> [YOUR GOAL]: Retype each of the items below word for word, keeping every line unchanged.

Excerpts from a location annotation dataset
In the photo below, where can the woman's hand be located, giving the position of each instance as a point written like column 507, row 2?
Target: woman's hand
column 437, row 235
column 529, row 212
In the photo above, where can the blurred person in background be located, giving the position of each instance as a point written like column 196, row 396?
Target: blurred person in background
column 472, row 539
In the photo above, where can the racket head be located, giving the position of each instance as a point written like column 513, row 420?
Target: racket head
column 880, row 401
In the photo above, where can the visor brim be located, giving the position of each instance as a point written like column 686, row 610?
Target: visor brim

> [OUTPUT OF THE TASK]:
In the photo below, where can the woman's hand be located, giving the position of each instance as a point written like column 507, row 2?
Target: woman's hand
column 437, row 235
column 529, row 212
In the photo above, where can the blurred person in background be located, giving the position of each instance as a point written like column 196, row 396?
Target: blurred person in background
column 472, row 539
In the photo above, where can the racket head be located, giving the position of each instance as a point written like column 513, row 420?
Target: racket head
column 880, row 401
In the photo above, where can the visor brim be located, giving the position of each instance as a point written like column 686, row 610?
Target: visor brim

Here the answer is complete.